ZU VERARBEITENDES MATERIAL:
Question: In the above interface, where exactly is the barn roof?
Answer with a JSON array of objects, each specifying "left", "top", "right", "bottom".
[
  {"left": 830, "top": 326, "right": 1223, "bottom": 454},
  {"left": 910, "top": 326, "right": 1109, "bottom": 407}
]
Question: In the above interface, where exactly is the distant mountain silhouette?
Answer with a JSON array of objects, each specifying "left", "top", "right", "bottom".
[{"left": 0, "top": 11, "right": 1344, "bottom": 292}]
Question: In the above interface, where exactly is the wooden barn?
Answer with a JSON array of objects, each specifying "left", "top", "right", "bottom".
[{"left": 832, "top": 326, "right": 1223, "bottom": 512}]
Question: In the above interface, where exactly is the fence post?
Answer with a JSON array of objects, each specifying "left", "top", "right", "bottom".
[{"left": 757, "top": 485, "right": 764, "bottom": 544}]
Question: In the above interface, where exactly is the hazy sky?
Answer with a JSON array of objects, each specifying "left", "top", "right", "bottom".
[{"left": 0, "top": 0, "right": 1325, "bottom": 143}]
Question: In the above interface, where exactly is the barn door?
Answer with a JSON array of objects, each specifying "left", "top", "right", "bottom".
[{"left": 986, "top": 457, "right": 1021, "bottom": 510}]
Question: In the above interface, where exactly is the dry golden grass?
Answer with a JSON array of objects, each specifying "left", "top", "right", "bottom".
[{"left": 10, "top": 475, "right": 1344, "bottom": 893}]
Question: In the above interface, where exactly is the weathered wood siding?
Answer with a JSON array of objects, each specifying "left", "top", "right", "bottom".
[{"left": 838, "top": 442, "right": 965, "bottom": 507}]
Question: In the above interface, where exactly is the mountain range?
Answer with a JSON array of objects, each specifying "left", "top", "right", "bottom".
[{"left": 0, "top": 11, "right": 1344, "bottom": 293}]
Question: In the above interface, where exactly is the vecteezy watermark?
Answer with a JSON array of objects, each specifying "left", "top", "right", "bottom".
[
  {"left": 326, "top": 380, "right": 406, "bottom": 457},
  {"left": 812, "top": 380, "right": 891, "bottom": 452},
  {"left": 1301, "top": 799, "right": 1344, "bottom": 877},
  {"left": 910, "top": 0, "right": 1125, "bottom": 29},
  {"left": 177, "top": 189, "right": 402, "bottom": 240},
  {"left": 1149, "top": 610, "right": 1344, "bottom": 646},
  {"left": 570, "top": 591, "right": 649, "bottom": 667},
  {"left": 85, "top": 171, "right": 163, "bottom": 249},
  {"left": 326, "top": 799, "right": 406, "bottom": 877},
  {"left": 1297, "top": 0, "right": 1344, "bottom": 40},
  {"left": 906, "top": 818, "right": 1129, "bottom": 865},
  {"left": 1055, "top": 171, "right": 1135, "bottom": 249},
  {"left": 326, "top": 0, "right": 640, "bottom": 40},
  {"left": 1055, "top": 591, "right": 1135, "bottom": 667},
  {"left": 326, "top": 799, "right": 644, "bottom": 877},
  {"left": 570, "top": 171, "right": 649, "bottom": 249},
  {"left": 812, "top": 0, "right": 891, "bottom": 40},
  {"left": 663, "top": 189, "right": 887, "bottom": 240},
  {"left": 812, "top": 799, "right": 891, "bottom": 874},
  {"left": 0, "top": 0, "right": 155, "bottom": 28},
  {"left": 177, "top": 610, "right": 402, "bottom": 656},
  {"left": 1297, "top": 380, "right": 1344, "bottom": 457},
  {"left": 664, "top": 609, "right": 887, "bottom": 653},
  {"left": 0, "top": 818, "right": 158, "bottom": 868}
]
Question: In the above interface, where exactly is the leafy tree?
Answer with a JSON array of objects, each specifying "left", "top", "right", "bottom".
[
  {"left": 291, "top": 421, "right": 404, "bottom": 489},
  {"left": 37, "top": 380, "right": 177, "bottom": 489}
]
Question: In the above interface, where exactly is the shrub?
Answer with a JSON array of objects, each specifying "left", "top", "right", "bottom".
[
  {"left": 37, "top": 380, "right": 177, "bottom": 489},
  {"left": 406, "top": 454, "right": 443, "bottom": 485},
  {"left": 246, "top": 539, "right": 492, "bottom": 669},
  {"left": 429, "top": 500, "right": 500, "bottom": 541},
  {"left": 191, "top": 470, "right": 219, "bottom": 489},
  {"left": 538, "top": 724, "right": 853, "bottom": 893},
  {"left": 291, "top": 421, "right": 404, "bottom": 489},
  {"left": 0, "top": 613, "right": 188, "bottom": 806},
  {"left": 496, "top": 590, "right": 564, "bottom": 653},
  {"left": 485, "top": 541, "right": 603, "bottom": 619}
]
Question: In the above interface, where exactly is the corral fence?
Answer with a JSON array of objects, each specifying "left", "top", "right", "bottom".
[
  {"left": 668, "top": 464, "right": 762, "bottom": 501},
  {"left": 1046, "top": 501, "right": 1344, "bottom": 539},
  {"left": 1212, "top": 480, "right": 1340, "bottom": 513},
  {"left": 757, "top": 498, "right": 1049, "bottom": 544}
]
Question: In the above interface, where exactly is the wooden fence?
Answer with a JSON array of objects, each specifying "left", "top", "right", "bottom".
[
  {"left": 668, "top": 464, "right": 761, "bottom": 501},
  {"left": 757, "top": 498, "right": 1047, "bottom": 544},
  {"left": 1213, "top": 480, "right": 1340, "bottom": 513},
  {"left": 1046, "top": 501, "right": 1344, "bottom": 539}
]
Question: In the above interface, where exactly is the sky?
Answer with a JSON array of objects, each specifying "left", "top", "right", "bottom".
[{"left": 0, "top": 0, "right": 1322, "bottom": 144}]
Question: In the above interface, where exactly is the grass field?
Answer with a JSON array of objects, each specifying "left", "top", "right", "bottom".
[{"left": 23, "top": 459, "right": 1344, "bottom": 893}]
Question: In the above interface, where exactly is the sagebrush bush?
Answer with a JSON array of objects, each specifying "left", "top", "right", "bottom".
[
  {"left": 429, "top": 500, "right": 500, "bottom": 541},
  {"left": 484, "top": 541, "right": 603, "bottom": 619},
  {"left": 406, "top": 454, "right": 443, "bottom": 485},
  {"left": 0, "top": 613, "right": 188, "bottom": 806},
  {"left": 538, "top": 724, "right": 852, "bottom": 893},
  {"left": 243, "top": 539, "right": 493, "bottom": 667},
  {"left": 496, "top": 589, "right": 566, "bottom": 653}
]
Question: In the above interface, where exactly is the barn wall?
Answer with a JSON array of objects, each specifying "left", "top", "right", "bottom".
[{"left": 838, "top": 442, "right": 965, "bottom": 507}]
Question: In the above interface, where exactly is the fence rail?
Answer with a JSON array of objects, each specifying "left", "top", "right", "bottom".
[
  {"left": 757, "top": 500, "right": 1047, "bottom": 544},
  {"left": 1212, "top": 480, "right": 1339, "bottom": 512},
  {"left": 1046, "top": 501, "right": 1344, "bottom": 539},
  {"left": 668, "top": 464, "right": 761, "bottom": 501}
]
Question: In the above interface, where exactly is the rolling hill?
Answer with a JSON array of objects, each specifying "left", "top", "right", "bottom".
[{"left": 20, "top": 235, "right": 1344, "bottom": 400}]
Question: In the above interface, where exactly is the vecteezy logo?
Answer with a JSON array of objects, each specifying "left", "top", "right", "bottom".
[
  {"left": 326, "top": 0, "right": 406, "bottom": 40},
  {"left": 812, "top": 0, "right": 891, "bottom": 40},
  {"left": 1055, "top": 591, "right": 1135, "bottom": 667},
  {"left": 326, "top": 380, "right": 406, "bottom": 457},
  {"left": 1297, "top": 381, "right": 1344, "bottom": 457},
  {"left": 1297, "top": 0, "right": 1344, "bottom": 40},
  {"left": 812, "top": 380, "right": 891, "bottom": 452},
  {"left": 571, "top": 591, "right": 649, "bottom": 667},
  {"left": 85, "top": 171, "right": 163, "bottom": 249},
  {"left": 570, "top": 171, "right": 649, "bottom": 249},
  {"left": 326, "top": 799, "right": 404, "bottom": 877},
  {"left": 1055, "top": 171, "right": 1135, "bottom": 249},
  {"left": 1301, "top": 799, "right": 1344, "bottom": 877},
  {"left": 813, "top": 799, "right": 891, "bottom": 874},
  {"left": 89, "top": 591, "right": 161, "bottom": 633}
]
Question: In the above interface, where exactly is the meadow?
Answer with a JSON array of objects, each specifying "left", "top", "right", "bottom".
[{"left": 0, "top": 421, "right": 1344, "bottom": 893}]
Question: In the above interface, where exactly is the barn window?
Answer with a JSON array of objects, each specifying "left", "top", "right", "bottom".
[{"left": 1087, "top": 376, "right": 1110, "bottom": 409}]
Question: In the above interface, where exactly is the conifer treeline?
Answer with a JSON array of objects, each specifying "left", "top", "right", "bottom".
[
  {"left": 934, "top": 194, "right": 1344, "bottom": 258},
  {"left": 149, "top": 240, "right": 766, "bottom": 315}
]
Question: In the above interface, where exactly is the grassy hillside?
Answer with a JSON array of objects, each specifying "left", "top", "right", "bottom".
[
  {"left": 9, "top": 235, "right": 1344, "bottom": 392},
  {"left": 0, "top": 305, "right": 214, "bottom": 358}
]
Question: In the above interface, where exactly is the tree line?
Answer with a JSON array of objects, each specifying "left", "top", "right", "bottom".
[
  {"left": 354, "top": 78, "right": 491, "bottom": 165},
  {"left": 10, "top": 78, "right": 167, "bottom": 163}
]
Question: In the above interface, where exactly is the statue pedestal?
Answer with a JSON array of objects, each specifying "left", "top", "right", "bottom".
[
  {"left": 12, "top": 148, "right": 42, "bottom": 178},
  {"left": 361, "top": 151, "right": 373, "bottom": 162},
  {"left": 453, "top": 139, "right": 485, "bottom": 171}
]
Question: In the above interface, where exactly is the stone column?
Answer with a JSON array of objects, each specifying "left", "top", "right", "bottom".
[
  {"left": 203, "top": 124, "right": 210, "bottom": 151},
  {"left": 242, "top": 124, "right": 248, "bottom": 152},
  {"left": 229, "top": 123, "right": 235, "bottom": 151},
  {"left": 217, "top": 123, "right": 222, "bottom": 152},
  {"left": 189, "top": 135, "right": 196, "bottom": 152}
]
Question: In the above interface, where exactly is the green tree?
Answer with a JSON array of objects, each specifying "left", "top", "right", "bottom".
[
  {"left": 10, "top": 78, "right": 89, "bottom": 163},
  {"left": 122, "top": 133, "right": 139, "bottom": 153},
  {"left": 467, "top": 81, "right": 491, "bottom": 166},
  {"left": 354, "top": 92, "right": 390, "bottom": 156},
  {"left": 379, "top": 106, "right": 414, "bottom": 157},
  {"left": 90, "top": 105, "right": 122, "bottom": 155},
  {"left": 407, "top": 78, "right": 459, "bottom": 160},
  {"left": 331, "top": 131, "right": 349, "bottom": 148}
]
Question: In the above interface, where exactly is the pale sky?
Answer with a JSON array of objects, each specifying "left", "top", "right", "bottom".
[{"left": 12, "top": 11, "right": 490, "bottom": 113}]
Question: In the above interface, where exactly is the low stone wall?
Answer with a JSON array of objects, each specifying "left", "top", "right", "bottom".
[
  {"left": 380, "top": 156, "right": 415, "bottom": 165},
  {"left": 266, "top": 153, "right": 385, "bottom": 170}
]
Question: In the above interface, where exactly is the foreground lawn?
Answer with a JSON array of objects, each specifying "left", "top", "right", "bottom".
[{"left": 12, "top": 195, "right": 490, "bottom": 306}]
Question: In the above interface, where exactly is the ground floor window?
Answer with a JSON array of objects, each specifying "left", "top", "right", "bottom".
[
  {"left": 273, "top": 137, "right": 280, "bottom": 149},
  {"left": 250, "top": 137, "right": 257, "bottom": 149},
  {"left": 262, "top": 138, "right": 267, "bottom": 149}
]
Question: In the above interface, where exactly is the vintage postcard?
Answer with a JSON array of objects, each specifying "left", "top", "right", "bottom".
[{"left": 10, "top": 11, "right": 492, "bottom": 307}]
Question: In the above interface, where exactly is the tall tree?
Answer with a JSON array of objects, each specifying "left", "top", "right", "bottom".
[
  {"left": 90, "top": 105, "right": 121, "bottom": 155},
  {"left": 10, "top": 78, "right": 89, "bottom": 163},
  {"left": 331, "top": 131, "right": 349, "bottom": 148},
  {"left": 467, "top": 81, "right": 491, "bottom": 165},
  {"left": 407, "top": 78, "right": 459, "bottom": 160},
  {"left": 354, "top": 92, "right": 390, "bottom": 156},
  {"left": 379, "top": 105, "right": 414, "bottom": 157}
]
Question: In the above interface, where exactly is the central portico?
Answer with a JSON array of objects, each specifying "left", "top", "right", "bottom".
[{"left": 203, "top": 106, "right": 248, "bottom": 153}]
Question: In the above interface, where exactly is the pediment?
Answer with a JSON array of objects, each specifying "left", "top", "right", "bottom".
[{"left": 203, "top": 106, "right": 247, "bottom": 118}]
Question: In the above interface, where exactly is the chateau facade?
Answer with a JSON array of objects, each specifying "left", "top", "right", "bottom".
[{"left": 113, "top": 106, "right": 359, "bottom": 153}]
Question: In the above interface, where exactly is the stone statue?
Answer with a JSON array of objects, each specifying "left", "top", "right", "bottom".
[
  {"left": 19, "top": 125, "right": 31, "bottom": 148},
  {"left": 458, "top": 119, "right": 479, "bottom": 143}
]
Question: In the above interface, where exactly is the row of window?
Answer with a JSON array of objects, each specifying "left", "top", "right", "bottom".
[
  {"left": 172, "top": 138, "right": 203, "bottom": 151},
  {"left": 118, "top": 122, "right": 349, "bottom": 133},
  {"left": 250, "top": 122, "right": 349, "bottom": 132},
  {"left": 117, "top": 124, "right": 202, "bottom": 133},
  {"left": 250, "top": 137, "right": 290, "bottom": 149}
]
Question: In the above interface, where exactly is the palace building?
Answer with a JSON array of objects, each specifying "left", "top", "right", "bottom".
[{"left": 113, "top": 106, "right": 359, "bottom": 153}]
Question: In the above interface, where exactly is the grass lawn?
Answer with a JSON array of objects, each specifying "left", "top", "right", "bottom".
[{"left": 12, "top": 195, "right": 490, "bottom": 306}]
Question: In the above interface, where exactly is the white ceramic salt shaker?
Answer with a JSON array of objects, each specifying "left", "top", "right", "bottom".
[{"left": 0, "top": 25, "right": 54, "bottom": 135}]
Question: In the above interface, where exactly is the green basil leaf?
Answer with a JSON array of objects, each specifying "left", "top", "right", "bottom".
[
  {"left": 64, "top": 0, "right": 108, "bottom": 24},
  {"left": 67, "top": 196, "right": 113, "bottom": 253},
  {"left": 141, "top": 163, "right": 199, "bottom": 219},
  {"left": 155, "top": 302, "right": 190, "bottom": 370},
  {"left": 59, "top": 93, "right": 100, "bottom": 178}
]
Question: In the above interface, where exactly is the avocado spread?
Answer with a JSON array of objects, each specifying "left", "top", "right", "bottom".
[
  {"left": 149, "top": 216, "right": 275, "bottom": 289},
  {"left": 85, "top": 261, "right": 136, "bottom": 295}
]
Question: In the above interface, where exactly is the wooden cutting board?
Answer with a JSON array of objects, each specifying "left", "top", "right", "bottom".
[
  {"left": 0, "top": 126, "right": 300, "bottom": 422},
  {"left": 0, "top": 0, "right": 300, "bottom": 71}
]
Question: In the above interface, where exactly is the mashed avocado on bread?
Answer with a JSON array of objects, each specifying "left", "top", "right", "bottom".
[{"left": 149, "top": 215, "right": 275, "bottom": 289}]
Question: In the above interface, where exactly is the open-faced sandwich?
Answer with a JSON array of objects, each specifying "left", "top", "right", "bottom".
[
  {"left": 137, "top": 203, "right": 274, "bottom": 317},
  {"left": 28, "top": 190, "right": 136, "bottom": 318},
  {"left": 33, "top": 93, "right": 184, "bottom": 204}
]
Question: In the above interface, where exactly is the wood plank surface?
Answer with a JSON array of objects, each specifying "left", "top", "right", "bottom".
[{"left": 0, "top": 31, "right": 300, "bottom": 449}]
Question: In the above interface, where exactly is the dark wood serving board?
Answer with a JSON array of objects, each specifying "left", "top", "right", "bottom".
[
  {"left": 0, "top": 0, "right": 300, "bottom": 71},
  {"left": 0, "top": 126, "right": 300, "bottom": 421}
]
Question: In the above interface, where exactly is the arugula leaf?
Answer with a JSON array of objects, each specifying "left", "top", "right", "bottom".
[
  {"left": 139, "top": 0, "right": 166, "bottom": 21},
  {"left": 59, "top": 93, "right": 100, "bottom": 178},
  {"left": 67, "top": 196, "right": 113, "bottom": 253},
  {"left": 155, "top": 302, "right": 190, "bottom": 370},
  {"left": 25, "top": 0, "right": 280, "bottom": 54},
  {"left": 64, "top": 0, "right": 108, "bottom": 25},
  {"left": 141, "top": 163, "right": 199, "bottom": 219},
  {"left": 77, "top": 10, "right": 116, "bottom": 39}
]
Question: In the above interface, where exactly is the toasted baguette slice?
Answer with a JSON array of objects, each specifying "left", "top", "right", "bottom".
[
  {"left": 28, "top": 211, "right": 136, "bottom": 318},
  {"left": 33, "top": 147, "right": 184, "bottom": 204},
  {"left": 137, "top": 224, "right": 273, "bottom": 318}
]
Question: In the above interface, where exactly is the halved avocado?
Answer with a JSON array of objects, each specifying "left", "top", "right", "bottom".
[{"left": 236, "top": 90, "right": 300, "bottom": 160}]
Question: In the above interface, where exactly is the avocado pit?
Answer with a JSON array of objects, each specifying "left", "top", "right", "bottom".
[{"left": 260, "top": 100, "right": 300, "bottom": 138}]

WORUM ES GEHT:
Geben Sie sämtliche Zeilen der obigen Auflistung zurück, in denen die Zeichenfolge „statue“ vorkommt. Beachten Sie dabei die Groß- und Kleinschreibung.

DIE AUSGABE:
Question: In the above interface, where exactly is the statue pedestal?
Question: In the above interface, where exactly is the stone statue?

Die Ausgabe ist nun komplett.